**PROMPT**
Look below for the line with "Mark one point on every instance of the bell", and from there restate every line word for word until the entries end.
── THE INPUT ──
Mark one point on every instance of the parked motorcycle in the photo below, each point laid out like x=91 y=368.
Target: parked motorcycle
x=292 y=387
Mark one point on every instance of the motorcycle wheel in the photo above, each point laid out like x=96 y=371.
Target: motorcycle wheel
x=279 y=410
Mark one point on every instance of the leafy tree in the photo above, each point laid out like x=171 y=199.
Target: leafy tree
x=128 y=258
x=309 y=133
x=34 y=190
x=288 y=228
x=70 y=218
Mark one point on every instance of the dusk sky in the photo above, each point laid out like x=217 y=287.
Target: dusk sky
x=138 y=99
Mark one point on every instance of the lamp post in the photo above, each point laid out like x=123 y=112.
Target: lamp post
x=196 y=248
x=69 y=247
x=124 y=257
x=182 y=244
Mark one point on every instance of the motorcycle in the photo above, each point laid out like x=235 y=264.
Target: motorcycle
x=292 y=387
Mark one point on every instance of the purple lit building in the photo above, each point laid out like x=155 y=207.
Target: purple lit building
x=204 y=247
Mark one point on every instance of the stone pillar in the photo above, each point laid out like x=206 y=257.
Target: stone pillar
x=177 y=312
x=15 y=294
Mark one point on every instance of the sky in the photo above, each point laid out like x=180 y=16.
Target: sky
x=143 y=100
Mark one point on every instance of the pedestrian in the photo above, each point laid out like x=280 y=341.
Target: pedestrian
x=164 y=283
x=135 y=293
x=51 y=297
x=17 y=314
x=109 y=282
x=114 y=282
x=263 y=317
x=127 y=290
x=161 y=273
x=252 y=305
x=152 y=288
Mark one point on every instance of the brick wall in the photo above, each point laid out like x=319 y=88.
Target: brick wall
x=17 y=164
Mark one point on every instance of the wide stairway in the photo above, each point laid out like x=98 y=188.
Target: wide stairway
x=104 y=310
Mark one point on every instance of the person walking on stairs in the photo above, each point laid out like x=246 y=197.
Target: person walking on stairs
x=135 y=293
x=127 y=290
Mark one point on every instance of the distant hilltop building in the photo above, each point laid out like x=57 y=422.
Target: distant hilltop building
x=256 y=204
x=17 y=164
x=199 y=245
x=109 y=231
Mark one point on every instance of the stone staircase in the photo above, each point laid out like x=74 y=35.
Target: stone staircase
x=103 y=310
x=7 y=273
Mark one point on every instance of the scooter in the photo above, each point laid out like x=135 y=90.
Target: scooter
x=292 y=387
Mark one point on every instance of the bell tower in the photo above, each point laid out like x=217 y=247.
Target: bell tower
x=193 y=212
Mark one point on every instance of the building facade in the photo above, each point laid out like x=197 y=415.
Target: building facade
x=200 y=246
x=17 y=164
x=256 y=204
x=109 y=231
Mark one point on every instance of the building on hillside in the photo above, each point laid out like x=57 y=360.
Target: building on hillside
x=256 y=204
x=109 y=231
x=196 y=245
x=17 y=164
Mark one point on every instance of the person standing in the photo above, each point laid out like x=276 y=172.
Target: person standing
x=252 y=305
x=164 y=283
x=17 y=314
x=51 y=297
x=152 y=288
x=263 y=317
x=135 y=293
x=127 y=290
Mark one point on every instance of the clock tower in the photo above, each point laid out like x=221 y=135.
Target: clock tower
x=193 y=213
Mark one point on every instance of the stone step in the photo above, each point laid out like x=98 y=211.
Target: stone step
───
**SOLUTION TO THIS TASK**
Mark one point on every instance of the bell tower in the photo above, each point laid out like x=217 y=247.
Target: bell tower
x=193 y=212
Mark one point on every instance of the building facade in the photo above, each point laid out like x=197 y=415.
Target: building facade
x=200 y=246
x=17 y=164
x=256 y=204
x=109 y=231
Mark one point on every instance of the building on hillside in the photo above, each point laid out like x=57 y=360.
Target: building on hillside
x=256 y=204
x=109 y=231
x=196 y=245
x=17 y=164
Mark one point on every instance of the person standing in the photo above, each point laid out like x=276 y=172.
Target: person standing
x=252 y=305
x=164 y=283
x=17 y=314
x=51 y=297
x=152 y=288
x=263 y=317
x=135 y=293
x=127 y=290
Mark one point on every instance of the clock tower in the photo above, each point laid out like x=221 y=135.
Target: clock tower
x=193 y=213
Mark one point on every instance of the stone step in the photo above, each point laid out like x=98 y=211.
Target: stone step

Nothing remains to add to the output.